Please count the lines in the records below that contain the word "outcrop". Reply with only that number.
-- BEGIN --
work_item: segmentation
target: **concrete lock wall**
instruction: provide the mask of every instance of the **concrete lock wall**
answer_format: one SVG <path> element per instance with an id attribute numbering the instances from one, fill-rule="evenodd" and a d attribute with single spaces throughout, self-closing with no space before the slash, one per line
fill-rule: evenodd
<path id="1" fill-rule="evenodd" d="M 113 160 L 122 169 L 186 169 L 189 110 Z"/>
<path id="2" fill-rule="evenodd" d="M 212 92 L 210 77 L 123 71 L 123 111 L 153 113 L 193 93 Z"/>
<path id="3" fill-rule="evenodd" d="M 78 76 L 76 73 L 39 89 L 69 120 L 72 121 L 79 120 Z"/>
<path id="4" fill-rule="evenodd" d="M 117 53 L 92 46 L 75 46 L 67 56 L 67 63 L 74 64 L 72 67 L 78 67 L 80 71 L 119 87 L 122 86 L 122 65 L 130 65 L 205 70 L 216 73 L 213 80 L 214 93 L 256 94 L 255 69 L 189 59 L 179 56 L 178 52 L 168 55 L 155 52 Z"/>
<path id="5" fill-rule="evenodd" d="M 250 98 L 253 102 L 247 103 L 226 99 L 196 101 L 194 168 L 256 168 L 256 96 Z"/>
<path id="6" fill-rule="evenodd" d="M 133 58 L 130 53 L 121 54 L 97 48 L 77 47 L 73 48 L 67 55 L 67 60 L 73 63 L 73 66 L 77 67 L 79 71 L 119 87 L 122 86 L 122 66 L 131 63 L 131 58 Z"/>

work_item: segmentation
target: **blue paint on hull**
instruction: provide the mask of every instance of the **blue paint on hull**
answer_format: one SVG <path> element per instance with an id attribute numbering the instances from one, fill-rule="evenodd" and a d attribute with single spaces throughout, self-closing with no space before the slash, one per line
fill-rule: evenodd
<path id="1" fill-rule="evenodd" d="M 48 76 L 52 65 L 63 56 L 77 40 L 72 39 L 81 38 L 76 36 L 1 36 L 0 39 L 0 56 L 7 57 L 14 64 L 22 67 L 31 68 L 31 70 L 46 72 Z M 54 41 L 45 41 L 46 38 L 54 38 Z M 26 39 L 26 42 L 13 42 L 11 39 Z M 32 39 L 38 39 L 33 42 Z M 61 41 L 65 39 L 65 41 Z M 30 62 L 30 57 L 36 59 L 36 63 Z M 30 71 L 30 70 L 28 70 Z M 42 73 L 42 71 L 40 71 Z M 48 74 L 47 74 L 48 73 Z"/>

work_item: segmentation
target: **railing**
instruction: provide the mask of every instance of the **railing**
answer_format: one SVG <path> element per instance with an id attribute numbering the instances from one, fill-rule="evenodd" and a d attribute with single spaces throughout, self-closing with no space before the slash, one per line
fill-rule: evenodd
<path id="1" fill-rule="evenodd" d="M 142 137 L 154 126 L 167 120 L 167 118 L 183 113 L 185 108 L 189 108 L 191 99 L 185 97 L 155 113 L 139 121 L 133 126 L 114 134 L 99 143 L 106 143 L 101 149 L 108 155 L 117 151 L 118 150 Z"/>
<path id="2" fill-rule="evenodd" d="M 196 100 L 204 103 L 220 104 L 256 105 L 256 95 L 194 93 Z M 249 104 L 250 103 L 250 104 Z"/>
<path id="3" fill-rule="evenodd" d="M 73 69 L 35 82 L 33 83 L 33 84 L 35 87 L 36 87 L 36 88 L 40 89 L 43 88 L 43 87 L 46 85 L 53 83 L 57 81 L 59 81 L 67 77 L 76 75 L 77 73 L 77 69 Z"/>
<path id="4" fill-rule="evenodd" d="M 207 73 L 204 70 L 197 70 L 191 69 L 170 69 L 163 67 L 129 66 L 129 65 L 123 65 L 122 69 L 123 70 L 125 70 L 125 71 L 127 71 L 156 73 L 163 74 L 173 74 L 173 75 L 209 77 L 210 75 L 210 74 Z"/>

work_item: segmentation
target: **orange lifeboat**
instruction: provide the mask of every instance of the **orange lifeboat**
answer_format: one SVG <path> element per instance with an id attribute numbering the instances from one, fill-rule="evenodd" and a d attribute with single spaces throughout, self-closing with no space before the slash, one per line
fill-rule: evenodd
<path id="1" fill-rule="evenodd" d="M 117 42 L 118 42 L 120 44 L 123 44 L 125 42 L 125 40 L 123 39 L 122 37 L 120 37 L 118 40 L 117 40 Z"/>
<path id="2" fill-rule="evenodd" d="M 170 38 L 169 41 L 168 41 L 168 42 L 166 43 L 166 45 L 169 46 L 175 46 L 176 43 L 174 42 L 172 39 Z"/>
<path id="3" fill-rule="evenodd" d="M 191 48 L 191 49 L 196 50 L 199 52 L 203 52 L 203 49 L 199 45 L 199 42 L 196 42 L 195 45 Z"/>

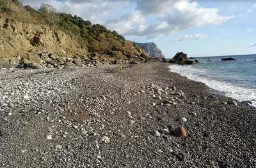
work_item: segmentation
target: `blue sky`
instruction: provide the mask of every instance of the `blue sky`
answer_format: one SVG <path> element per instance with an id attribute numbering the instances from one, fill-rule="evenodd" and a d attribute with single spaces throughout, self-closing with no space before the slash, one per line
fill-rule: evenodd
<path id="1" fill-rule="evenodd" d="M 154 42 L 167 58 L 256 53 L 256 1 L 22 0 L 42 3 L 116 30 L 129 40 Z"/>

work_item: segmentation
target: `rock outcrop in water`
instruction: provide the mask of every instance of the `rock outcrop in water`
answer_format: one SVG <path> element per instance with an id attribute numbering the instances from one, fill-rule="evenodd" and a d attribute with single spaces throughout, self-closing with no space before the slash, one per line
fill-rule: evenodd
<path id="1" fill-rule="evenodd" d="M 229 57 L 229 58 L 227 58 L 227 59 L 221 59 L 221 60 L 236 60 L 236 59 L 234 59 L 233 58 L 231 58 L 231 57 Z"/>
<path id="2" fill-rule="evenodd" d="M 164 55 L 157 46 L 153 42 L 147 43 L 138 43 L 138 46 L 144 46 L 144 51 L 147 55 L 152 58 L 164 58 Z"/>
<path id="3" fill-rule="evenodd" d="M 184 52 L 178 52 L 176 55 L 170 60 L 170 63 L 174 63 L 180 65 L 184 64 L 198 64 L 199 62 L 197 60 L 195 61 L 190 60 L 188 59 L 187 54 Z"/>

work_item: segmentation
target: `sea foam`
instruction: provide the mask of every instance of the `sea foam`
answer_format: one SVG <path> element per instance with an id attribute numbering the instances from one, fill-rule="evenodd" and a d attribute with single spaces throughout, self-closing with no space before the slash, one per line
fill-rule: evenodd
<path id="1" fill-rule="evenodd" d="M 199 69 L 193 66 L 172 65 L 169 66 L 170 71 L 177 73 L 188 78 L 204 83 L 210 88 L 223 93 L 225 96 L 230 97 L 239 101 L 251 101 L 252 106 L 256 107 L 256 90 L 236 85 L 223 81 L 218 81 L 212 76 L 211 71 Z"/>

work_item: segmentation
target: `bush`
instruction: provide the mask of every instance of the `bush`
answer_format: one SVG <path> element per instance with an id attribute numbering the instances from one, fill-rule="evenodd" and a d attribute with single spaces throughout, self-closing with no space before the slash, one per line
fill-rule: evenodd
<path id="1" fill-rule="evenodd" d="M 59 22 L 57 11 L 53 6 L 48 4 L 42 3 L 38 11 L 48 24 L 52 25 Z"/>

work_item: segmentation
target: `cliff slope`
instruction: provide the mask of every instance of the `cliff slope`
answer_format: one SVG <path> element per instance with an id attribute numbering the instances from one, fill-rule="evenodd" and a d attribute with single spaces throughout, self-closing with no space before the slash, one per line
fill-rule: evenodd
<path id="1" fill-rule="evenodd" d="M 145 53 L 152 58 L 164 57 L 163 52 L 153 42 L 147 43 L 136 43 L 136 44 L 138 46 L 144 46 L 144 51 Z"/>
<path id="2" fill-rule="evenodd" d="M 17 0 L 0 0 L 0 59 L 20 57 L 36 63 L 45 61 L 43 55 L 84 60 L 97 55 L 102 62 L 145 60 L 143 50 L 115 31 L 57 13 L 49 4 L 35 10 Z"/>

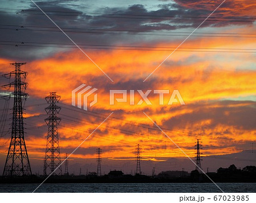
-- END --
ANSWER TO THIS EXERCISE>
2